What you will do:
Which lines in the records below contain the string "woman"? Show each of them in full, and treat the match as case-sensitive.

Supplied material:

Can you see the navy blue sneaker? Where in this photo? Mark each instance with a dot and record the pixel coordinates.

...

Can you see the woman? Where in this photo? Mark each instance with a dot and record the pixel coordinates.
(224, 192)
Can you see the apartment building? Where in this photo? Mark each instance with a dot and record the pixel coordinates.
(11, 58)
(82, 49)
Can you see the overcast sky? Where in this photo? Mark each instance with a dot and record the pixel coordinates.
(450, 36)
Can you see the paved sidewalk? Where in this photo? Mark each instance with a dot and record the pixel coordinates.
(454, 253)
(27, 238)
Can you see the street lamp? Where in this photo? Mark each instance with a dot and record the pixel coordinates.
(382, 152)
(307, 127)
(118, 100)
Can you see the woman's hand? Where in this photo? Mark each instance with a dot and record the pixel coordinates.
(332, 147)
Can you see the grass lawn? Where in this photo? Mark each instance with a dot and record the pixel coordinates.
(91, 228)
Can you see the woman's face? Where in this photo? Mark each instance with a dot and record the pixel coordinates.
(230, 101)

==

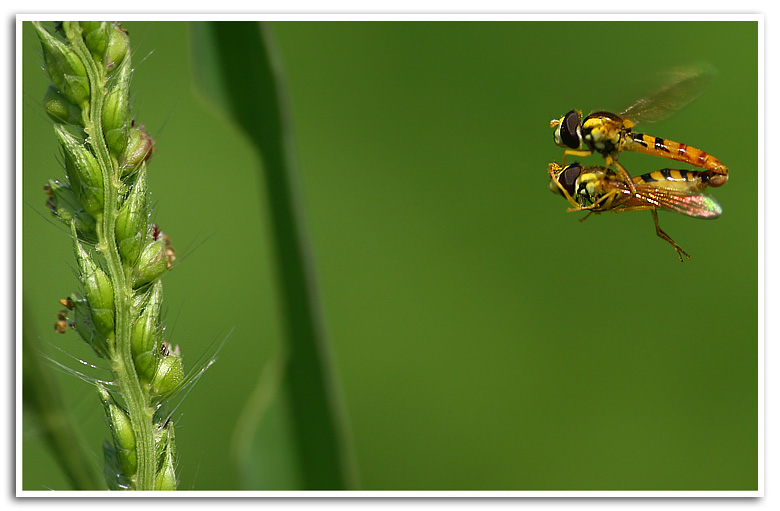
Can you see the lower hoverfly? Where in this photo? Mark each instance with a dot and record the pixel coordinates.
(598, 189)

Task answer:
Can you see the woman? Where in this photo? Mark each instance with a dot and record the pixel coordinates.
Can you see the woman's hand? Where in this photo? Mark each instance with a dot and record the pixel coordinates.
Can you see the woman's face? Where in this photo? Mark each instance with a dot and record the pixel coordinates.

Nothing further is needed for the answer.